START PAGE TEXT

The English architect Augustus Pugin (1812 – 14 September 1852) created many churches and other buildings in England, Ireland, and elsewhere, but is most remembered for the interior of the Palace of Westminster and for “Big Ben”. Like Saint-Gaudens, he was the son of a Frenchman, who, in this case, had come to England to escape the French Revolution. Pugin was a proponent of the Gothic Revival, for which he argued in his 1836 polemic Contrasts. He worked on interior designs for Charles Barry’s reconstruction of the Palace of Westminster after it was destroyed by fire in 1834. In the final year of his life, Pugin provided Barry with the design for the clock tower, officially called the Elizabeth Tower, but familiarly known to all as Big Ben. At this time, Pugin was dying of what his biographer Rosemary Hill believes was hyperthyroidism brought on by syphilis contracted in his youth. His mental breakdown in the February of that year had temporarily left him unable to recognise people or speak clearly. Despite a partial recovery, Pugin died seven months later. Big Ben was his last design.
Greek painter Nikolaos Gyzis (1842 – 4 January 1901) was born on the island of Tinos, but the family moved to Athens when he was eight. After study at the Athens School of Fine Arts he won a scholarship to the Academy of Fine Arts, Munich, in which city he made his home. As such he was the central figure in the 19th-century Greek art movement known as the “Munich School”. (He did return to Greece for a few years in the 1870s.) Gyzis was most famous for his work Eros and the Painter. Apart from his 1966 portrait stamp, we can see his work on a much earlier issue that uses his allegorical Glory of Psara (c1898). This same design was used in a number of stamps in different colors and denominations from 1937 to 1945.
Belgian composer Willem De Mol (1846 – 7 September 1874), born at Brussels to a musical family, had a beautiful alto voice as a boy and won a string of prizes at the Brussels Conservatory beginning when he was as young as 12. He served as organist at a number of churches while still in his mid-teens. In 1869, De Mol assisted a friend by supplying musicians to perform the friend’s cantata, which went on to win the Belgian Prix de Rome over De Mol’s entry; but De Mol himself won the Prix two years later. With the prize money he traveled extensively, meeting Liszt, Raff, Joachim, and von Bülow. While in Marseille, however, where his brother was a conductor and organist, De Mol fell ill with rheumatoid arthritis and died at the age of 28. His music includes a stage work, The Exiles, oratorios and other sacred works, and a symphony. We just saw this 1961 Belgian stamp on February 17th, the birthday of the other composer represented here, Henri Vieuxtemps (De Mol is on the right).

END PAGE TEXT

_WRITTEN INSTRUCTION A_: From the biographical notes, list the musicians De Mol met while traveling on his prize money.
_WRITTEN INSTRUCTION B_: In the biographical notes, on which island was Nikolaos Gyzis born?
_WRITTEN INSTRUCTION C_: Carry the biographical notes forward from the point where they end.

START DATA LINES

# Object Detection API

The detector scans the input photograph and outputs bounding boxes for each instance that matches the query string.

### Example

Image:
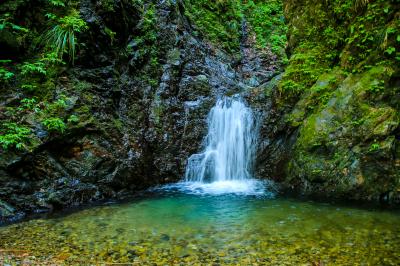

END DATA LINES

_REPLY A_: Liszt, Raff, Joachim, and von Bülow.

_REPLY B_: Tinos.

_REPLY C_:
The family of Ecuadorean composer Salvador Bustamante Celi (1876–1935) was also musical: his father a composer and organist at Loja Cathedral and his mother a singer. He earned a scholarship to a school in Quito, but his father died when Bustamente was 13, and he was apprenticed to a saddler. It was as a grown man of 30 that he furthered his musical education in Lima, Peru. He returned to Ecuador just as a border war between the two countries erupted, and Bustamente composed a patriotic hymn, “Guerrero Ecuador”, on the occasion, thereafter concentrating on sacred music: a Requiem, a Coronation Mass, litanies, etc., while working as organist at the church of San Francisco de Guayaquil. He went back to his native Loja in 1913 and founded the Lojano Septet and two brass bands. His other compositions include hymns, carols, and patriotic marches and martial airs.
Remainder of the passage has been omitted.